> [DATA EXCERPTS]
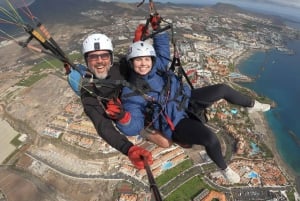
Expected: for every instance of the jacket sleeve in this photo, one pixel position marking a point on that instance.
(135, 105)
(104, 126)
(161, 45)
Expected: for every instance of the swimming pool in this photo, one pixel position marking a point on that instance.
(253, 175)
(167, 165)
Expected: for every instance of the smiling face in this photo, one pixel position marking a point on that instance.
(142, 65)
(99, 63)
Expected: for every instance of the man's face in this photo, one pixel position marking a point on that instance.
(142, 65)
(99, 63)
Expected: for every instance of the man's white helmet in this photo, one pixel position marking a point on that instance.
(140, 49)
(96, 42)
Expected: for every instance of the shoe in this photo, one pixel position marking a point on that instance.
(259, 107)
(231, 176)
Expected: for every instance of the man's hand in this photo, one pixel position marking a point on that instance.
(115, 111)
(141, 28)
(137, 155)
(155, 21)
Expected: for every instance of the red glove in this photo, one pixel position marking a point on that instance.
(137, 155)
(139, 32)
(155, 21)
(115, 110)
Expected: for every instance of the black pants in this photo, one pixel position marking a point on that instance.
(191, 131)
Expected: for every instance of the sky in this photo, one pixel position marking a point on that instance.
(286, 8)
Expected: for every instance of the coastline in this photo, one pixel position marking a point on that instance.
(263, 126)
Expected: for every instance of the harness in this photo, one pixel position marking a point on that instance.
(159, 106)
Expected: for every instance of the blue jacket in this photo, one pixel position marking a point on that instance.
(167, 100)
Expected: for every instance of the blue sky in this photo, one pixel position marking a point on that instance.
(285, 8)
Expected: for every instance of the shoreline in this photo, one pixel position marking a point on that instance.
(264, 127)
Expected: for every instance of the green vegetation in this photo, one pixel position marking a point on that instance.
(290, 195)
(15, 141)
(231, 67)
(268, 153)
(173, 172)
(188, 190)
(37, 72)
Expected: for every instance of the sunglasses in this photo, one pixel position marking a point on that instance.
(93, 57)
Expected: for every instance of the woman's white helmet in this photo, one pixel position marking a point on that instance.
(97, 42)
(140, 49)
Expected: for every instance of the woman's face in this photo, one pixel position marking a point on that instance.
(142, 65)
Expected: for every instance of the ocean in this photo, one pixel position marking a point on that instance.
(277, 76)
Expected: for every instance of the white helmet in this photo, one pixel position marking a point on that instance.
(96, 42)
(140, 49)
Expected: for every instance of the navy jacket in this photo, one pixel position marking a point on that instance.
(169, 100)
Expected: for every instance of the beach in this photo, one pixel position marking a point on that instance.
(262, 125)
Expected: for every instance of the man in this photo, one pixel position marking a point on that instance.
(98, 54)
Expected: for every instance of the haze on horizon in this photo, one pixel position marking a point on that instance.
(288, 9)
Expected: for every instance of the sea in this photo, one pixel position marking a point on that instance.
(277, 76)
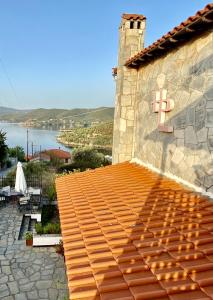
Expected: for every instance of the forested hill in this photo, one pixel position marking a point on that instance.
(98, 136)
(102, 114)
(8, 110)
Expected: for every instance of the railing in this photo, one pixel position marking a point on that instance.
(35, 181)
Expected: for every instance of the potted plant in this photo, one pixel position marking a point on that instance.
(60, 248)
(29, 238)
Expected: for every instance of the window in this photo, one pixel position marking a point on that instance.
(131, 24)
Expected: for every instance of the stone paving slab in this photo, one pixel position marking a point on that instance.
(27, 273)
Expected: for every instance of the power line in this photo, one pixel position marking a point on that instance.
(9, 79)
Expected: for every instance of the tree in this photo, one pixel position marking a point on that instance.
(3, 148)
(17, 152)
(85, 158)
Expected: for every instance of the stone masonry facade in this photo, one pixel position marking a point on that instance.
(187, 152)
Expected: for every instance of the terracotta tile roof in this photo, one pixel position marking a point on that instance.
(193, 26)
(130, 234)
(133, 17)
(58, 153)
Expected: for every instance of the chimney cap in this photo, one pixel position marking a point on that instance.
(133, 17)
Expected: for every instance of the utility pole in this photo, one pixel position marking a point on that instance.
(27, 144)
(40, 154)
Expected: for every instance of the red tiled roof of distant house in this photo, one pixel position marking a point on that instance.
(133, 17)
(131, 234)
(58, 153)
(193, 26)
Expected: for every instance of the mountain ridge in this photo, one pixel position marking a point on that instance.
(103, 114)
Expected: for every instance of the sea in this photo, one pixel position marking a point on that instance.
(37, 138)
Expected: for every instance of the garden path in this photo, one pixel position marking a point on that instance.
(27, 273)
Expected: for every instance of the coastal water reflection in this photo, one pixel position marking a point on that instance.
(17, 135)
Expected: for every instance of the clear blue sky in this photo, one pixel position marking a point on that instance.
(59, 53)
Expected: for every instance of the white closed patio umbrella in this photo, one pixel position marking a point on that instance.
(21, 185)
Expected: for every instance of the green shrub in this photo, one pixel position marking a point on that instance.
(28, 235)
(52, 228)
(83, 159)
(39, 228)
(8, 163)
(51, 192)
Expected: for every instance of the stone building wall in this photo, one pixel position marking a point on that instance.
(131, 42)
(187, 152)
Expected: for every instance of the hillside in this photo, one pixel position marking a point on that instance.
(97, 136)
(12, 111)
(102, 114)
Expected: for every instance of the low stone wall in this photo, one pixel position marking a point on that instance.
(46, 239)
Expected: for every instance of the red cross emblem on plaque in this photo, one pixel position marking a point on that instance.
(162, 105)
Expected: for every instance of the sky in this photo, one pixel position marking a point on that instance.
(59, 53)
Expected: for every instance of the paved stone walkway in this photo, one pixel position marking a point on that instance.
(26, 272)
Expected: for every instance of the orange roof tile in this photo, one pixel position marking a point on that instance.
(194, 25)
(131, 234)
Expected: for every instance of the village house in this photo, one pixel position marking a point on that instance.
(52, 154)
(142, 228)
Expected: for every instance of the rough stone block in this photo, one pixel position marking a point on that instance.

> [TASK PROMPT] Your task is to reproduce all of the material exactly. The pictures stay out.

> [TASK RESULT]
Expected: for every instance of the jacket sleeve in this photo, one pixel position marking a point on that instance.
(135, 105)
(104, 126)
(161, 45)
Expected: for every instance of the swimming pool in this photo, one pixel position marking a point on that instance.
(253, 175)
(167, 165)
Expected: for every instance of the smiling face in this photo, one pixel position marking a point on that instance.
(142, 65)
(99, 63)
Expected: for every instance of the man's face in this photo, one pixel position marking a point on that instance.
(142, 65)
(99, 63)
Expected: for every instance of the man's white helmet in this photo, one pixel position marking a point on that instance.
(140, 49)
(96, 42)
Expected: for every instance of the shoe in this photo, one pixel position marking a point on that instance.
(259, 107)
(231, 176)
Expected: for every instance of the man's hand in this photo, one pixel position marking a point on that instance.
(115, 111)
(141, 28)
(137, 155)
(155, 21)
Expected: for every instance of the red glove in this photo, one pixel position marking a point on that instance.
(137, 155)
(139, 32)
(155, 21)
(115, 110)
Expected: for every instance of the black pants in this photo, one pixel position marking a point on that instance.
(191, 131)
Expected: for every instance of the sky in this photo, one pixel position marking a point on that instance.
(286, 8)
Expected: for every instance of the coastline in this photo, one pixel position marking a point on that instance.
(263, 126)
Expected: for every instance of the harness in this photo, one pixel position marking a point on that instance.
(159, 106)
Expected: for every instance of the blue jacket in this photo, one pixel position marking a point on that instance.
(167, 100)
Expected: for every instance of the blue sky in this photo, one pixel position marking a point on that instance.
(285, 8)
Expected: for every instance of the shoreline in this photo, one pixel position marking a point on that instance.
(264, 127)
Expected: for every instance of the green vegetation in this photo, one pixel position marking a point on that instance.
(290, 195)
(15, 141)
(231, 67)
(268, 153)
(173, 172)
(188, 190)
(37, 72)
Expected: for every instance of the sunglasses in this photo, one pixel position marking a point on that instance.
(93, 57)
Expected: for every instance of the woman's white helmet in this photo, one pixel position marking a point on that instance.
(97, 42)
(140, 49)
Expected: for every instance of the woman's face in this photo, one pixel position marking a point on that instance.
(142, 65)
Expected: for every instance of the ocean in this photo, one pixel position marking a point on that instance.
(277, 76)
Expected: for every instance of the white helmet in this photo, one pixel position marking a point on that instance.
(96, 42)
(140, 49)
Expected: for every instance of the navy jacket in this photo, one pixel position marking a point on that instance.
(169, 100)
Expected: for every instance of the beach in this photo, one pixel position marking a point on that instance.
(262, 125)
Expected: for every instance of the man in this photo, one pixel position marking a point on that instance.
(98, 54)
Expected: for every instance of the haze on horizon in this photo, one pixel position marking a point on that instance.
(288, 9)
Expected: for every instance of the sea in this photo, one pixel position marking a point on that instance.
(277, 76)
Expected: for every instance of the forested hill in this photo, one pixel position marking a point on that instance.
(98, 136)
(102, 114)
(8, 110)
Expected: for every instance of the railing in this photo, one pixel position marking a point on that instance.
(35, 181)
Expected: for every instance of the potted plant in this photo, one pixel position marking a point on that instance.
(60, 248)
(29, 238)
Expected: for every instance of the window in this photo, one pixel position marking a point on that instance.
(131, 24)
Expected: for every instance of the stone paving slab in this photo, one pixel position marking a point on that instance.
(27, 273)
Expected: for every instance of the power line in this photo, one pixel position marking a point on that instance.
(9, 79)
Expected: for every instance of the tree in this photo, one pixel position marking a point on that instance.
(3, 148)
(17, 152)
(85, 158)
Expected: for every instance of the stone masonry facade in this photo, one pixel position marking a point on that instance.
(187, 152)
Expected: for every instance of the terracotta tile roof in this photo, one pixel position marking a point on that instance.
(193, 26)
(130, 234)
(133, 17)
(58, 153)
Expected: for every instance of the chimney cap in this photo, one pixel position marking a point on that instance.
(133, 17)
Expected: for every instance of the utility pole in this photo, one pixel position marking a point on that instance.
(27, 144)
(40, 154)
Expected: for every instance of the red tiled roof of distant house in this photo, one pixel position marking a point on that instance.
(133, 17)
(131, 234)
(58, 153)
(193, 26)
Expected: for every instance of the mountain ridge in this photo, one pixel position marking a point on that instance.
(103, 114)
Expected: for every instance of the sea in this photo, one pixel position marking a point on that instance.
(37, 138)
Expected: for every instance of the garden path in this photo, one pixel position marking a point on that instance.
(27, 273)
Expected: for every instance of the coastal water reflection in this photo, one pixel position marking a point on that instance.
(17, 135)
Expected: for every instance of the clear blue sky in this photo, one pixel position marking a point on that instance.
(59, 53)
Expected: for every instance of the white closed patio umbrella in this photo, one pixel position marking a point on that instance.
(21, 185)
Expected: for every instance of the green shrub in this photo, one pixel position marking a point on that instance.
(28, 235)
(52, 228)
(83, 159)
(39, 228)
(8, 163)
(51, 192)
Expected: for every instance of the stone building wall in this photo, one pixel position marking a point on that instance.
(131, 42)
(187, 152)
Expected: for every instance of the hillside in this photo, one pixel position marking a point on that instance.
(97, 136)
(12, 111)
(102, 114)
Expected: for every instance of the low stone wall in this photo, one pixel position marking a point on that instance.
(46, 239)
Expected: for every instance of the red cross emblem on plaque in this photo, one pixel position marking a point on that instance.
(162, 105)
Expected: for every instance of the sky in this photo, one pixel position marking a point on that instance.
(59, 53)
Expected: for every instance of the paved stone walkway in this photo, one pixel position marking a point on that instance.
(26, 272)
Expected: for every instance of the orange roof tile in this photo, one pixel position marking a point on that instance.
(194, 25)
(131, 234)
Expected: for every instance of the village house in this photo, one pixel position marking a point on that instance.
(52, 154)
(142, 228)
Expected: for every instance of the rough stone block in this photo, one pixel position marking a point on that instance.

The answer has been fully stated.